(The data)
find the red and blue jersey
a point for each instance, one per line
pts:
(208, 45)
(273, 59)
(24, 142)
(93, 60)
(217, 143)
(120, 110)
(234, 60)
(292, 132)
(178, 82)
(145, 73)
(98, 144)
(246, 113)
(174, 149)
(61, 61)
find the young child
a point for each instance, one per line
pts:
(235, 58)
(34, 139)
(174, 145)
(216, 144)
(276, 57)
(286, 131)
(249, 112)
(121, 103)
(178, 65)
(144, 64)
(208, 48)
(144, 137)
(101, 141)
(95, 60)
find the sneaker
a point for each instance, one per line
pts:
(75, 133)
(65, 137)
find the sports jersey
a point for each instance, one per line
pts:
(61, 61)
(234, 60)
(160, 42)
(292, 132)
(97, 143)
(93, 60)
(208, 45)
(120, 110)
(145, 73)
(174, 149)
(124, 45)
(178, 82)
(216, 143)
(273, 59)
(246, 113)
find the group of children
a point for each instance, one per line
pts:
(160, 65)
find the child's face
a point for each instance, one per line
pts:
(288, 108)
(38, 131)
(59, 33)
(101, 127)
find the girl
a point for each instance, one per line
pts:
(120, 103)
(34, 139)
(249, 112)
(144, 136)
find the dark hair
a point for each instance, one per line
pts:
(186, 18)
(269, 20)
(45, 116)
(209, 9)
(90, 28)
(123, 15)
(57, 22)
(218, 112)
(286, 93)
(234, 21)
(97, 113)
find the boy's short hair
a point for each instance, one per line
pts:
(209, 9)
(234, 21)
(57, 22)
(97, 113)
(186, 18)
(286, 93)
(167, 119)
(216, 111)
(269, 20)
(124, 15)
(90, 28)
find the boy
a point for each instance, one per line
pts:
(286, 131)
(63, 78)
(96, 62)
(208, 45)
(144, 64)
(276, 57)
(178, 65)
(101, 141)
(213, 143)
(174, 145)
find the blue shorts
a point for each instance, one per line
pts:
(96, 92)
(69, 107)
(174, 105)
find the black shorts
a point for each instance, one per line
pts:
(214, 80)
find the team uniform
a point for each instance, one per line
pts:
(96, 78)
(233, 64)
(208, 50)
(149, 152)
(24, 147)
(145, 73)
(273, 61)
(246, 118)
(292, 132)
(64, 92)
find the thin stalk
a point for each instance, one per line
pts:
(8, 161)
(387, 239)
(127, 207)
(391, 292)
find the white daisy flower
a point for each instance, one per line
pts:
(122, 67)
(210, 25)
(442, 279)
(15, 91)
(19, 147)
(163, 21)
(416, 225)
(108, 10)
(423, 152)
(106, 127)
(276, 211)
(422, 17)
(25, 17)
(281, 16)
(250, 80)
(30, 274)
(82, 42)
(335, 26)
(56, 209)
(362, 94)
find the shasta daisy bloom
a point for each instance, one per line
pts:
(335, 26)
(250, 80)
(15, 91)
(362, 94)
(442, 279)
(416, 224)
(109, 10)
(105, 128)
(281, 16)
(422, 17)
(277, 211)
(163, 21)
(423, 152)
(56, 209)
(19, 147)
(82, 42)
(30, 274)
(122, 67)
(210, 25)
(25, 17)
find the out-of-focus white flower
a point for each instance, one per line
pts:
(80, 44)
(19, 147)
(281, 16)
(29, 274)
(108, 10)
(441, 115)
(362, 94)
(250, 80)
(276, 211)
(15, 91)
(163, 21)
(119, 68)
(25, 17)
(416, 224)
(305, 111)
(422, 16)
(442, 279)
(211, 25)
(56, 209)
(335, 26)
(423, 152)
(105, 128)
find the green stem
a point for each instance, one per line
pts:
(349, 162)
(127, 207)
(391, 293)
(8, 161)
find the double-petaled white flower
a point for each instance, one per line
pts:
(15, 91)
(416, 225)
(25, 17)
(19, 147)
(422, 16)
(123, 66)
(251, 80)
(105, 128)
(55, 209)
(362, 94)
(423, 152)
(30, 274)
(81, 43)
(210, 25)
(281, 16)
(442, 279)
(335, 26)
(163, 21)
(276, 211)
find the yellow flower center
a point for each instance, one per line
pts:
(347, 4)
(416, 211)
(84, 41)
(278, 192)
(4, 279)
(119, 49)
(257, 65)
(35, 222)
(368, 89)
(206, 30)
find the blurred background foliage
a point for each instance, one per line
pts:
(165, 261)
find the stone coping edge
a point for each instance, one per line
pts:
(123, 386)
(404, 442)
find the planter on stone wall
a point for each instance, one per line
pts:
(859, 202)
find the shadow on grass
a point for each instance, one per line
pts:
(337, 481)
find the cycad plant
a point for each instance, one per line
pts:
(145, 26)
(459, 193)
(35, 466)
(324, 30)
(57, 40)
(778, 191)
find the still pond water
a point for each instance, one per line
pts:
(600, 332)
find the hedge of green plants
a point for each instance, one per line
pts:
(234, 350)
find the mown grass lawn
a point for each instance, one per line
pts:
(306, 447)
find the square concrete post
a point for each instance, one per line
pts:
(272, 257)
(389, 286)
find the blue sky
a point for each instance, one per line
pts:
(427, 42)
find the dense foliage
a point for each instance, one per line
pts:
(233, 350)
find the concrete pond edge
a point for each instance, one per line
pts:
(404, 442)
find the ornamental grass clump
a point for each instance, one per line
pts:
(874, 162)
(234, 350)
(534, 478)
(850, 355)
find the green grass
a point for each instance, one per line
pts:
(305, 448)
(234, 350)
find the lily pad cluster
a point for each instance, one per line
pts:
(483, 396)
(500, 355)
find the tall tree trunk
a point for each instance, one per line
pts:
(End The data)
### [Activity]
The full set of records must be output again exactly.

### [Solution to this exercise]
find the red and blue jersey
a point for each instance, one per line
pts:
(208, 45)
(273, 59)
(24, 142)
(93, 60)
(217, 143)
(120, 110)
(234, 60)
(292, 132)
(178, 82)
(145, 73)
(98, 144)
(246, 113)
(174, 149)
(61, 61)
find the young child
a point for each instance, one per line
pts:
(235, 58)
(34, 139)
(174, 145)
(216, 144)
(276, 57)
(286, 131)
(249, 112)
(121, 103)
(178, 65)
(144, 64)
(208, 48)
(144, 137)
(101, 141)
(95, 60)
find the sneaker
a point for each instance, one per line
pts:
(75, 133)
(65, 137)
find the sports jersey
a point for each instance, one per line
pts:
(61, 61)
(234, 60)
(160, 42)
(292, 132)
(97, 143)
(93, 60)
(208, 45)
(120, 110)
(145, 73)
(174, 149)
(124, 45)
(178, 82)
(216, 143)
(273, 59)
(246, 113)
find the group of children
a point for each instance, one per line
pts:
(160, 65)
find the child's face
a point for each instance, one per line
pts:
(288, 108)
(38, 131)
(59, 33)
(101, 127)
find the girl
a point for each instance, one per line
pts:
(120, 103)
(34, 139)
(249, 112)
(144, 136)
find the dark hair
a point for each instance, one per line
pts:
(186, 18)
(269, 20)
(45, 116)
(209, 9)
(90, 28)
(123, 15)
(57, 22)
(218, 112)
(286, 93)
(234, 21)
(97, 113)
find the boy's short hair
a point for each instance, one per line
pts:
(209, 9)
(234, 21)
(57, 22)
(97, 113)
(186, 18)
(286, 93)
(167, 119)
(216, 111)
(269, 20)
(124, 15)
(90, 28)
find the boy
a point for each instance, one per line
pts:
(286, 131)
(63, 78)
(96, 62)
(208, 45)
(144, 64)
(276, 57)
(178, 65)
(101, 141)
(213, 143)
(174, 145)
find the blue shorts
a point for each instance, one per line
pts:
(96, 92)
(69, 107)
(174, 105)
find the black shorts
a point for each instance, one per line
pts:
(214, 80)
find the team uniform
a point for each instance, one per line
pts:
(96, 78)
(233, 64)
(208, 50)
(149, 152)
(24, 147)
(145, 73)
(273, 61)
(246, 118)
(292, 132)
(64, 92)
find the thin stalk
a point for each instance, one per line
pts:
(8, 161)
(387, 239)
(127, 207)
(391, 292)
find the white daisy flower
a point for each instance, one per line
pts:
(122, 67)
(210, 25)
(442, 279)
(15, 91)
(19, 147)
(163, 21)
(416, 225)
(108, 10)
(423, 152)
(106, 127)
(276, 211)
(422, 17)
(25, 17)
(281, 16)
(250, 80)
(30, 274)
(82, 42)
(335, 26)
(56, 209)
(362, 94)
find the shasta daisy bloom
a point for each instance, one per line
pts:
(335, 26)
(250, 80)
(15, 91)
(362, 94)
(442, 279)
(416, 224)
(109, 10)
(105, 128)
(281, 16)
(422, 17)
(277, 211)
(163, 21)
(423, 152)
(56, 209)
(19, 147)
(82, 42)
(30, 274)
(122, 67)
(210, 25)
(25, 17)
find the out-of-focus white flower
a point for each instance, one per line
pts:
(80, 44)
(19, 147)
(281, 16)
(29, 274)
(108, 10)
(441, 115)
(362, 94)
(250, 80)
(276, 211)
(15, 91)
(163, 21)
(119, 68)
(25, 17)
(416, 224)
(305, 111)
(422, 16)
(442, 279)
(211, 25)
(56, 209)
(335, 26)
(423, 152)
(105, 128)
find the green stem
a point for each instance, one per line
pts:
(349, 162)
(127, 207)
(391, 293)
(8, 161)
find the double-petaled white flower
a point for each instance, one per line
pts:
(15, 91)
(416, 225)
(25, 17)
(19, 147)
(422, 16)
(123, 66)
(251, 80)
(105, 128)
(55, 209)
(362, 94)
(423, 152)
(30, 274)
(81, 43)
(210, 25)
(281, 16)
(442, 279)
(335, 26)
(163, 21)
(276, 211)
find the yellow flower center
a point for each instance, one per line
pts:
(347, 4)
(416, 211)
(84, 41)
(278, 192)
(4, 279)
(119, 49)
(257, 65)
(35, 222)
(368, 89)
(206, 30)
find the blurred background foliage
a point for each instance, one per line
pts:
(165, 261)
find the stone coping edge
a point for each instance, one per line
pts:
(123, 386)
(404, 442)
find the planter on stone wall
a point for each instance, one per line
pts:
(859, 202)
find the shadow on grass
a point for each instance, one per line
pts:
(337, 481)
find the cycad plant
a point for each instance, one per line
pts:
(145, 26)
(459, 193)
(35, 466)
(324, 30)
(57, 40)
(778, 191)
find the still pond water
a point for each instance, one per line
pts:
(600, 332)
find the hedge of green plants
a point for each instance, one per line
pts:
(234, 350)
find the mown grass lawn
a point for each instance, one per line
pts:
(306, 447)
find the square concrete post
a point for each instance, one per line
pts:
(272, 257)
(389, 286)
find the blue sky
a point for each instance, one per line
pts:
(427, 42)
find the dense foliage
a point for each instance, one per line
pts:
(233, 350)
find the concrete pond edge
a point for each instance, one per line
pts:
(404, 442)
find the ornamental grass clump
a point for each instance, one per line
pts:
(874, 162)
(234, 350)
(534, 478)
(850, 355)
find the green grass
a point for each instance, one per line
pts:
(305, 448)
(234, 350)
find the lily pad cluster
a point for each instance, one per line
pts:
(483, 396)
(500, 355)
find the tall tree trunk
a point for each instance, one per line
pts:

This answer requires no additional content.